Task requirements ▸ Beginning with the line that contains "Verify that every instance of the truck windshield", output each line below exactly through the last one, both included, and nothing else.

(Beginning of Available data)

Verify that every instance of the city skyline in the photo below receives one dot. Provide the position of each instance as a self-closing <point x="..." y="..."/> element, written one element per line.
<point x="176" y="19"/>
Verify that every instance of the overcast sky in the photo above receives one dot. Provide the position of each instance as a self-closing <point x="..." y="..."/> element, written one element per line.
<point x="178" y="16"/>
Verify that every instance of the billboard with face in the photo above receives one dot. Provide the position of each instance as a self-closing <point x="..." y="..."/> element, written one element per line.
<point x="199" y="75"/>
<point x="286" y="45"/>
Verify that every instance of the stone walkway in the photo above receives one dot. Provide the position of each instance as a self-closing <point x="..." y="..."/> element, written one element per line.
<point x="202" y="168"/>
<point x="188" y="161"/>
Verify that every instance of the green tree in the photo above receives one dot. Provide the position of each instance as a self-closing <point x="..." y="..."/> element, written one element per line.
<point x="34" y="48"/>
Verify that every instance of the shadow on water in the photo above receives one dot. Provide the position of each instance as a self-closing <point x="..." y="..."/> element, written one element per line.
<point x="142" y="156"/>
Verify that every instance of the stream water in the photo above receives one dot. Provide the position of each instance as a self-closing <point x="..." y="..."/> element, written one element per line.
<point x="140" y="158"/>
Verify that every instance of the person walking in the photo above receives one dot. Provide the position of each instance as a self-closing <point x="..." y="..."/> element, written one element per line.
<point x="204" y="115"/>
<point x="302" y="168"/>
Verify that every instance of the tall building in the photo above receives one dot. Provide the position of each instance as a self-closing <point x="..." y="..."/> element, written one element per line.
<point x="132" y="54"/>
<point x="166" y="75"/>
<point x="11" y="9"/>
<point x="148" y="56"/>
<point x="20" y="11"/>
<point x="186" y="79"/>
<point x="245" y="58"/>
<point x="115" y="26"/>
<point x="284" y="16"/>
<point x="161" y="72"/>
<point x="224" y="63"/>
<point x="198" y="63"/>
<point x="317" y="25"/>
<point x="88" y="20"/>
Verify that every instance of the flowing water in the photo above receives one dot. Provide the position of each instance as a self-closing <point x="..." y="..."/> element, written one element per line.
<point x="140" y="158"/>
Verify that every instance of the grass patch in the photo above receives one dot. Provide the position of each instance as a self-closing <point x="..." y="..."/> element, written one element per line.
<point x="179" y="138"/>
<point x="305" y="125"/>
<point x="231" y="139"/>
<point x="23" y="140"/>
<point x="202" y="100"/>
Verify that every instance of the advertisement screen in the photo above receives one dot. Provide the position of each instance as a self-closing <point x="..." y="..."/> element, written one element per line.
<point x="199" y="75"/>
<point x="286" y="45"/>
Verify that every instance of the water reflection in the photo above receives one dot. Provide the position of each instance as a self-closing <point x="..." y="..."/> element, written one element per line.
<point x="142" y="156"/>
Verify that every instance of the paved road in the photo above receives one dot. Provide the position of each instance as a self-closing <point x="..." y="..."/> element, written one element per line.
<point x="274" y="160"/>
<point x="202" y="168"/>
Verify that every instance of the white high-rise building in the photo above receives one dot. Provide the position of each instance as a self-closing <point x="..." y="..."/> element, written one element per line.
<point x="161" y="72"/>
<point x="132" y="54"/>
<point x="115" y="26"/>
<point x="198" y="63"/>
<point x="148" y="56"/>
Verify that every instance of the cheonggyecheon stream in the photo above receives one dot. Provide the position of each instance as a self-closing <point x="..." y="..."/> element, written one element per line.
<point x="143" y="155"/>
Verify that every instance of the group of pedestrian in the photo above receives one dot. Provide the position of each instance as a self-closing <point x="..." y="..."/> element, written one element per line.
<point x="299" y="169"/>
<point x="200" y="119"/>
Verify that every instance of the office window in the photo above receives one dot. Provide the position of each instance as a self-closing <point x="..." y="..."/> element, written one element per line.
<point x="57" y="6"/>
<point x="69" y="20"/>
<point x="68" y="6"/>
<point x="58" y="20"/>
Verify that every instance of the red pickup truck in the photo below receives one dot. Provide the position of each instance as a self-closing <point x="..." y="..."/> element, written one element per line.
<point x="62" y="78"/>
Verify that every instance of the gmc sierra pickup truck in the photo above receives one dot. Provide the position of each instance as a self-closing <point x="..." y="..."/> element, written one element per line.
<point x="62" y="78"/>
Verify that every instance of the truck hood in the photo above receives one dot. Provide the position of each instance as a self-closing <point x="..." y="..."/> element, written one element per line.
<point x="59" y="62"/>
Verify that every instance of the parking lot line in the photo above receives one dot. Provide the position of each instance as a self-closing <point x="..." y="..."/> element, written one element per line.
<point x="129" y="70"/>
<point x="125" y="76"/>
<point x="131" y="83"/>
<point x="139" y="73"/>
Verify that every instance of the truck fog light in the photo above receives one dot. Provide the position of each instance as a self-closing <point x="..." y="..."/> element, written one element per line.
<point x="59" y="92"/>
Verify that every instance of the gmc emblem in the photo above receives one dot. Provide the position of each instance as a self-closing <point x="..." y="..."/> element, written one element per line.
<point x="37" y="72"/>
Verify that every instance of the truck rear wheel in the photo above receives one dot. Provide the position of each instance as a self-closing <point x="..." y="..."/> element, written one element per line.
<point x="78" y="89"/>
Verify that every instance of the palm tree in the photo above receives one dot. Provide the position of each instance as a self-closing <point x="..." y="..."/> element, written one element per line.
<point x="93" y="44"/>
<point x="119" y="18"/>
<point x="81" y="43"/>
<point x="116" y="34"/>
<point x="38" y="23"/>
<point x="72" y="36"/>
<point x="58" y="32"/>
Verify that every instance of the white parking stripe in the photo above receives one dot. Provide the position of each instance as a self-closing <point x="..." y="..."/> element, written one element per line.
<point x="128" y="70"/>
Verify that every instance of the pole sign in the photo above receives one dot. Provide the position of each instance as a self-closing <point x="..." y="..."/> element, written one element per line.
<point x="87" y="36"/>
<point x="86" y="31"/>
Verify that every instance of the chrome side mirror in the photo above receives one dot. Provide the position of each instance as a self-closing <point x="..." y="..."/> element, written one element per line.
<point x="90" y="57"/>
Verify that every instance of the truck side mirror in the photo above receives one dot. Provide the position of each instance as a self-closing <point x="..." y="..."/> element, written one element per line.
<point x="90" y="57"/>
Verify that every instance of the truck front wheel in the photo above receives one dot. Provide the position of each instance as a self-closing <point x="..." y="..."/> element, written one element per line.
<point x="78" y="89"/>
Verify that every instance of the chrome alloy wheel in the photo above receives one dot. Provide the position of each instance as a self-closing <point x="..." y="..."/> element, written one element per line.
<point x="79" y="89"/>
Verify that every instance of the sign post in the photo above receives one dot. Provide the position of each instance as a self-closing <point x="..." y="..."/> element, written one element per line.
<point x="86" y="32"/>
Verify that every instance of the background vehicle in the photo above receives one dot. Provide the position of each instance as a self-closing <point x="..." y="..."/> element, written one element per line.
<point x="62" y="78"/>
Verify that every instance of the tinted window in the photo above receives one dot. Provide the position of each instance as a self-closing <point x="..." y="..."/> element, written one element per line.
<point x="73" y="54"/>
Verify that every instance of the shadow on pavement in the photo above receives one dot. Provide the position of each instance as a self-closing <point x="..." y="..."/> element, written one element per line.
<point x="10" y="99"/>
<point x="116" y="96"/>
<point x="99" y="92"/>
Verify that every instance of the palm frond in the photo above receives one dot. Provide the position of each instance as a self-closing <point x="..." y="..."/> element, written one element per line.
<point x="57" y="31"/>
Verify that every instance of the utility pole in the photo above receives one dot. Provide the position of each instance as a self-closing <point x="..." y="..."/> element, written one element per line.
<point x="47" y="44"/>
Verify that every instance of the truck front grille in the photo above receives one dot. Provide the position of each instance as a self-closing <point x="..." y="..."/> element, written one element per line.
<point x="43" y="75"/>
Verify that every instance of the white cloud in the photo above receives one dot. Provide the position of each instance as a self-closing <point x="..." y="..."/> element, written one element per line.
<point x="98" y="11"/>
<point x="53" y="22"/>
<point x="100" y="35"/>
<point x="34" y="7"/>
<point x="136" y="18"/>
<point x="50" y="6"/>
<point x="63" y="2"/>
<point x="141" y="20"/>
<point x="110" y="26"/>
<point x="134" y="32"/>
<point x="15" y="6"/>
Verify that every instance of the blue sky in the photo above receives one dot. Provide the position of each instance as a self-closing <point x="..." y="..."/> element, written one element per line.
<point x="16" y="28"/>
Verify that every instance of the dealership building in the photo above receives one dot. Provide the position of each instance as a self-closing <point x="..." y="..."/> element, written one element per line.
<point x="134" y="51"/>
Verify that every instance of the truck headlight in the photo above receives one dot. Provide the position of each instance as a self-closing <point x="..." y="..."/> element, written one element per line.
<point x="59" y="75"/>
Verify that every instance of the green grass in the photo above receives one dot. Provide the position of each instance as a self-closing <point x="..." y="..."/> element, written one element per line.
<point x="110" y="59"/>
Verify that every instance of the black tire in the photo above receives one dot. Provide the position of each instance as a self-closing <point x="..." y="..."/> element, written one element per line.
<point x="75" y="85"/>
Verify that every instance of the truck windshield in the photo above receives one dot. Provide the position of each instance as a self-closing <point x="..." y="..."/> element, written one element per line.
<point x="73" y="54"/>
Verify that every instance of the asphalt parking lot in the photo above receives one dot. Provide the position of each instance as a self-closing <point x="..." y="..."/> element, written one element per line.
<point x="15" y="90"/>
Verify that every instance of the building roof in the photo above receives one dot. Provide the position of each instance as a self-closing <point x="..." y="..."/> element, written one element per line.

(End of Available data)

Reply ▸
Verify that every instance of the truck windshield in the photo above receives one dot. Provide the position of each instance as a self-closing <point x="..." y="..."/> element, written one element per line.
<point x="73" y="54"/>
Verify that every instance of the asphalt parking lot in the photo above receives one dot. Provide the position of each instance as a self-closing <point x="..." y="..."/> element, written one element per line.
<point x="15" y="90"/>
Verify that every instance of the building roof in the photo above receives one dot. Provide the position of each instance as a self-closing <point x="..." y="..."/> element, written one element per line.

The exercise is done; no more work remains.